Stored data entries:
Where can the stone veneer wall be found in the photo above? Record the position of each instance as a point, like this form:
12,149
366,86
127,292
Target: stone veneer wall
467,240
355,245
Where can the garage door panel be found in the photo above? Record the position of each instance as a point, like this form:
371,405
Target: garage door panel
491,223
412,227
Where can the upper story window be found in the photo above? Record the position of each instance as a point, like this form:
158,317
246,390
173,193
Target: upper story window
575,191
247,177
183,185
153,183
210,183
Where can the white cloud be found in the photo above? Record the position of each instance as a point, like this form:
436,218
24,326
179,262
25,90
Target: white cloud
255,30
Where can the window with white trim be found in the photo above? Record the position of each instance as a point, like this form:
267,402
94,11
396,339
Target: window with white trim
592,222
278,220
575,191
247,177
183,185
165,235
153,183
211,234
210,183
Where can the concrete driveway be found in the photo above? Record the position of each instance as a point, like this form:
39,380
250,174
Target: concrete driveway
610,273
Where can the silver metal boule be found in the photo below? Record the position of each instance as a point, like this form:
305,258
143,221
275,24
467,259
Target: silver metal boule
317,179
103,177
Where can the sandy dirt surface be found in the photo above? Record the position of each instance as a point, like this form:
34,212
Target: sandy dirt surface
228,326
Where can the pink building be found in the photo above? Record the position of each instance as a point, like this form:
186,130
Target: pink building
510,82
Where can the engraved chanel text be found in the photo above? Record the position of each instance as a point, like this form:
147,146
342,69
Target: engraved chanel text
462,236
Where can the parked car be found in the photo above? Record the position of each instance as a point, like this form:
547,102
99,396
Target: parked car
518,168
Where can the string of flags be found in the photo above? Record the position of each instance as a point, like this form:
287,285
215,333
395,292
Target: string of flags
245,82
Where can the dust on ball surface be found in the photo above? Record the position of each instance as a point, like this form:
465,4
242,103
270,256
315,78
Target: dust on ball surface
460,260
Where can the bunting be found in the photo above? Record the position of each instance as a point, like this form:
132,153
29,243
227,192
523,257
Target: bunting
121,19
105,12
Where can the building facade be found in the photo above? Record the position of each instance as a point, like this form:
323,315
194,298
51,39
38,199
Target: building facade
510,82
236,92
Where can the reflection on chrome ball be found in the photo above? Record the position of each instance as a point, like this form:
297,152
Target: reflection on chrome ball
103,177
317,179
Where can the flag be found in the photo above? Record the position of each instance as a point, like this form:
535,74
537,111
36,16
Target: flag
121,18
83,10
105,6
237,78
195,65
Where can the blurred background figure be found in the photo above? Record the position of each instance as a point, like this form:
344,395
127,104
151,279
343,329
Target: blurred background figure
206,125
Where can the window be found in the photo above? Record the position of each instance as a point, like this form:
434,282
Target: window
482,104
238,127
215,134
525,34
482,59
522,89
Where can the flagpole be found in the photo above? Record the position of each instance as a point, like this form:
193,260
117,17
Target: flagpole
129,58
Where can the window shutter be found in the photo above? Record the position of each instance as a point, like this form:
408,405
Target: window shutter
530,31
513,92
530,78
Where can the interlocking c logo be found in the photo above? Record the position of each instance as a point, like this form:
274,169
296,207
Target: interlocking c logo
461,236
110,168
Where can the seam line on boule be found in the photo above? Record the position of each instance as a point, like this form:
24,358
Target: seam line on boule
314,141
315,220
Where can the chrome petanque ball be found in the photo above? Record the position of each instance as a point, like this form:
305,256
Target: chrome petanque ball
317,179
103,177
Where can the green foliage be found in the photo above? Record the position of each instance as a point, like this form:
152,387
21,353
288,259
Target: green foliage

### WHAT YOU NEED TO DO
Each entry is to be output exactly as it was written.

### EXERCISE OUTPUT
Where can the stone veneer wall be found in the photo above? Record the position of each instance as a point, like this form:
12,149
366,86
127,292
Target: stone veneer wall
467,240
355,245
Where can the garage door panel be found in the photo above? Record the position of each instance as a point, like this form:
371,405
Target: garage door panel
491,223
412,227
Where can the upper story window be found in the photo above? Record the position of each instance as a point, like this form:
158,317
246,390
173,193
Target: upper story window
575,191
247,177
183,185
153,183
210,183
Where can the white cloud be found in the photo above? Record the position of each instance as a point, like this form:
436,218
24,326
179,262
25,90
Target: white cloud
255,30
Where can the window with white trim be found in the photo above? Record the position of each instance as a point, like this form:
267,402
94,11
396,339
Target: window with white trim
592,222
278,220
575,191
247,177
183,185
165,235
153,183
211,234
210,183
Where can the concrete driveway be found in the photo above? Record the position of each instance as a point, like this form:
39,380
250,174
Target: concrete driveway
610,273
Where can the silver metal boule be found in the photo below? Record the position of each instance as a point, like this form:
305,258
143,221
275,24
467,259
Target: silver metal boule
317,179
103,177
Where can the sandy dirt surface be found in the photo above? Record the position of each instance as a point, like this form:
34,212
Target: sandy dirt surface
228,326
Where can the pink building be found in the photo above? Record the position of each instance as a point, like this form:
186,130
Target: pink building
510,82
Where can the engraved chanel text be found in the photo above? Record the position of each instance as a point, like this form:
147,146
342,69
Target: engraved chanel text
462,236
Where can the parked car be found in the photo above? Record the position of each instance as a point, like this form:
547,102
99,396
Target: parked car
518,168
Where can the string of flags be found in the photo above? Record the position of each instance as a point, like this form:
287,285
215,333
395,292
Target: string of flags
245,82
Where can the dust on ball surface be found in the photo above? Record the position of each instance as a point, like this form:
465,4
242,103
270,256
315,78
Target: dust on ball surface
460,260
Where can the bunting be found in the photo above? Record the position of each instance as a point, like this form:
132,153
29,243
227,192
523,257
Target: bunting
121,19
105,12
Where can the building facade be found in the photo above? Record the position of each instance as a point, like this form:
323,315
194,298
51,39
38,199
Target: building facade
510,82
236,92
Where can the reflection on chrome ball be found in the photo above? Record the position of each instance as a point, like this form:
297,152
Target: reflection on chrome ball
103,177
317,179
Where can the flag be found in the photo above? Record the position of each instance as a point, like this form:
535,74
537,111
36,16
Target: flag
121,18
83,10
105,6
237,78
195,65
Where can the blurred background figure be found in the photo above? Record the position of each instance as a point, like this form:
344,395
127,104
151,279
343,329
Target: blurred background figure
206,125
Where can the window be found in the photo above? Record the position of each instance as a point, like this form:
434,282
Target: window
482,104
238,127
215,134
525,34
482,59
522,89
Where can the flagpole be found in the photo above? Record the position of each instance as a point, like this form:
193,260
117,17
Target: flagpole
129,58
Where can the window shutter be found in the photo above? Record the position of each instance as a point, like this form:
408,405
Target: window shutter
530,31
513,92
530,78
Where can the interlocking c logo be found in the photo above? Record the position of each instance as a point, like this form:
274,169
296,207
Target: interlocking c logo
461,236
110,168
Where can the seam line on boule be found in the photo above? Record the position of each instance as a point, like this form:
24,358
Target: seam line on boule
314,141
315,220
Where can the chrome petanque ball be found in the photo above? Record the position of each instance as a point, like this form:
305,256
Target: chrome petanque ball
317,179
103,177
Where can the green foliage be found in the photo above? Record the position of each instance as a point, like this form:
152,387
21,353
288,259
Target: green foliage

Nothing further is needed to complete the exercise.